Supplied text
☆ ☆ ☆ ☆

This week, the Supreme Court gave an important judgment for creditors and debtors alike, finding that disposal of an asset for less than its value will, in appropriate circumstances, be caught by insolvency law, even if the debtor does not personally own the asset that was disposed.
Facts
Section 423 of the Insolvency Act 1986 protects creditors from being defrauded. It applies in situations where debtors dispose of an asset for no value or for less than the asset is worth, and allows creditors to set aside such disposals.
In the case of El Husseiny v Invest Bank1, Invest Bank had obtained a judgment for around £20 million against Mr El-Husseini. The bank wanted to enforce its judgment, in particular against a property owned by Mr El-Husseini in central London. This property was owned by Marquee Holdings, in which Mr El-Husseini held all of the shares. In 2017, Mr El-Husseini disposed of the property by transferring ownership to his son, Ziad, who paid nothing for the property to either Marquee or Mr El-Husseini.

☆ ☆ ☆ ☆

Data entries
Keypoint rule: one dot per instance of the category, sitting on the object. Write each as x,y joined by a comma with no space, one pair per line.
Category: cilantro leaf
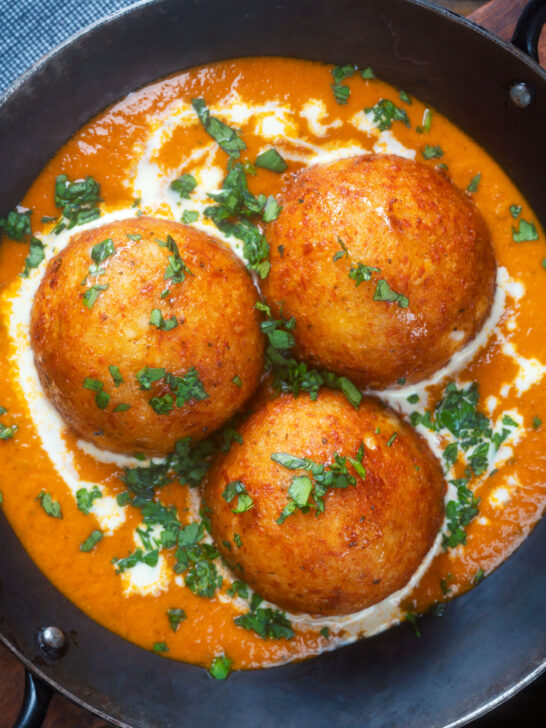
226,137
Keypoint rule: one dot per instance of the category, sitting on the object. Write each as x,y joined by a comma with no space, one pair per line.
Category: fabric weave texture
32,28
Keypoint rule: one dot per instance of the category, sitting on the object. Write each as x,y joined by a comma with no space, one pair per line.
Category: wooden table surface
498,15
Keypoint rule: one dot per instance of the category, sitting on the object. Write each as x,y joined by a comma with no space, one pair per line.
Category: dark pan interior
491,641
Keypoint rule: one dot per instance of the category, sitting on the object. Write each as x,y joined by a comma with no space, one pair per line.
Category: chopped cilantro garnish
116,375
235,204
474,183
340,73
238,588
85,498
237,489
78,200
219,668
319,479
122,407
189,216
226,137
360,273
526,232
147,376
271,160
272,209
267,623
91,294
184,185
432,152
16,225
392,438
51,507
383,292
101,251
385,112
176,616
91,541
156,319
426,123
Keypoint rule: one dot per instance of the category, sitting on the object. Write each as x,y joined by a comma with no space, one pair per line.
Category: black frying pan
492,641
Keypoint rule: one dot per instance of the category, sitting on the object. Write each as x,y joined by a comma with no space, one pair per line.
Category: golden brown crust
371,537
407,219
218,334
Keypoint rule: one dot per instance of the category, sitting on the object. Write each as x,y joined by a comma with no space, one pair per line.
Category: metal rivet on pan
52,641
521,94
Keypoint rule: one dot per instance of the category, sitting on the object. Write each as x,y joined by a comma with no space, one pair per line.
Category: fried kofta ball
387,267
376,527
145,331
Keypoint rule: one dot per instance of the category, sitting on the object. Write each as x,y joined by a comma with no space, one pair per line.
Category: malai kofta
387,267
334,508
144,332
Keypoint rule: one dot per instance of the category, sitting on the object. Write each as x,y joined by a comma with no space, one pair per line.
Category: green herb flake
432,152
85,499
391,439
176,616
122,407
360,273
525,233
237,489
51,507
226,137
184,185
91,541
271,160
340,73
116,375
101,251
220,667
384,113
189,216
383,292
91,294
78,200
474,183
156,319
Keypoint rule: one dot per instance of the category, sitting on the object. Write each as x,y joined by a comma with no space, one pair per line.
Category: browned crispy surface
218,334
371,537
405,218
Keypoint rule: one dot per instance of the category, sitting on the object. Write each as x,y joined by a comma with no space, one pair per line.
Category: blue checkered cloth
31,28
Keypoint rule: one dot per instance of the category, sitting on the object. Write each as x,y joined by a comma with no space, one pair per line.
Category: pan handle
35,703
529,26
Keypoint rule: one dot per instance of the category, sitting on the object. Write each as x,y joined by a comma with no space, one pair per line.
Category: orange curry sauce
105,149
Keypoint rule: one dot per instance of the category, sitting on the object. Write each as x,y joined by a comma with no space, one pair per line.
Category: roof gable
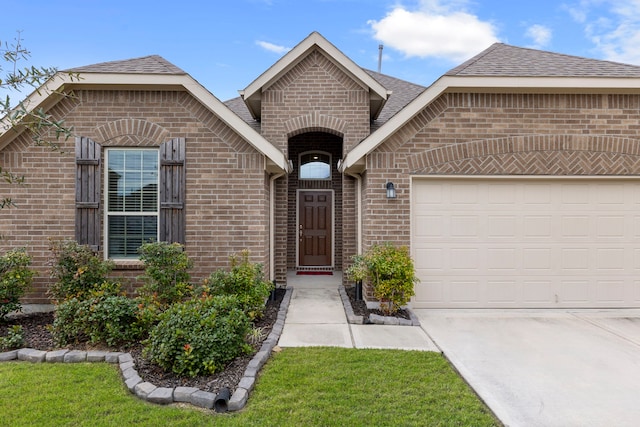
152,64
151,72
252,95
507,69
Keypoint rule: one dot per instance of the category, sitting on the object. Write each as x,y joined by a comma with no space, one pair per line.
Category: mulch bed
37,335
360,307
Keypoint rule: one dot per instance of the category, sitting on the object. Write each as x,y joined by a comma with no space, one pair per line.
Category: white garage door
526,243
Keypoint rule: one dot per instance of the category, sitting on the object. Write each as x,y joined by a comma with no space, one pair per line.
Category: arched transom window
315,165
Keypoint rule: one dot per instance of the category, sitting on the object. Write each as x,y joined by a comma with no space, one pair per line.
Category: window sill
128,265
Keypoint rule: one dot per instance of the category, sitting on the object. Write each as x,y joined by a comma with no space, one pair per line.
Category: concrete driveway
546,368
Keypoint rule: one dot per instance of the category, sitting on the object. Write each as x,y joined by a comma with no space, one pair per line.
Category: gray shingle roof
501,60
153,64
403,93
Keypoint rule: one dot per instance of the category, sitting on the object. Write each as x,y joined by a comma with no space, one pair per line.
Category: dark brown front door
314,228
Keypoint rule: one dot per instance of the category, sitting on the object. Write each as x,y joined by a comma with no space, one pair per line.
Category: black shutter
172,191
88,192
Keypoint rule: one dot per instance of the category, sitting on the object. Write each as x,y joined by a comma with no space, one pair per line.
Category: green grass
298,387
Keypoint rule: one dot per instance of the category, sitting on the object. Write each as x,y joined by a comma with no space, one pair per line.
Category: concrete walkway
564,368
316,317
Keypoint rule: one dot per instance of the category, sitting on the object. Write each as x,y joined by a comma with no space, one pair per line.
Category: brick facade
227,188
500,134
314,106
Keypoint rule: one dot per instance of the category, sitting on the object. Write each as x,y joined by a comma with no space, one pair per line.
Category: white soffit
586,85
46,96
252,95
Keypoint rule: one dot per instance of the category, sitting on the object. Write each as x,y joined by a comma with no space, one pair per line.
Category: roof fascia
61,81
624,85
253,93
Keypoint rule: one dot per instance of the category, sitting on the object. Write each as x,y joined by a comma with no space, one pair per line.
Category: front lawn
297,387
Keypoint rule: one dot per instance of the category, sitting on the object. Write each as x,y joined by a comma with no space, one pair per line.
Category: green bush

☆ ☆ ☆ ☆

What is asked
- A) In the insolvency article, does each statement agree with the text? Answer yes or no for each and quote the deciding words.
(i) Section 423 of the Insolvency Act 1986 lets creditors set aside disposals made for less than an asset's worth.
(ii) Mr El-Husseini personally owned the property in central London.
(iii) Ziad paid Marquee Holdings part of the property's value.
- B) According to the insolvency article, how much was the judgment Invest Bank obtained against Mr El-Husseini?
- C) Pick up the insolvency article where it stops and keep writing.

Exercise responses
- A)
(i) Yes: "allows creditors to set aside such disposals."
(ii) No: "This property was owned by Marquee Holdings, in which Mr El-Husseini held all of the shares."
(iii) No: "who paid nothing for the property to either Marquee or Mr El-Husseini."

- B) Around £20 million.

- C)
The bank alleged that Mr El-Husseini had stripped Marquee of its only asset and had seriously prejudiced the bank’s ability to enforce its judgment. In response, Mr El-Husseini and his son said that section 423 applied only to assets which he held personally and that therefore did not apply here, as Marquee held the property in central London, rather than Mr El-Husseini.
The Supreme Court’s decision
The Supreme Court rejected Mr El-Husseini’s argument and found that section 423 did apply to the disposal of assets that had been structured in this way. The Court found that a straightforward reading of this section was the appropriate approach, rather than the more convoluted and caveated approach argued by Mr El-Husseini.
The judgment decided that both the language of section 423 and the purpose of that section are clear: it applies to transactions entered into by a debtor for the purpose of putting assets beyond the reach of a creditor. The judgment establishes that a “transaction” within section 423 is not confined only to assets owned by the debtor, but instead extends to the type of transaction in this case, where the debtor had entered into an arrangement where a company owned by the debtor had transferred a valuable asset for no value or for less than the asset was worth.
Consequences of the judgment
This judgment provides welcome clarification for creditors that the disposal of an asset under its value, even where the asset is not owned by the debtor, may still be caught by insolvency law. This will make it more difficult for debtors to dispose of their assets to try to make themselves ‘judgment-proof’ and provides a further boon for creditors that are seeking to enforce judgments.
For further information on this topic, please contact Josh Middleton.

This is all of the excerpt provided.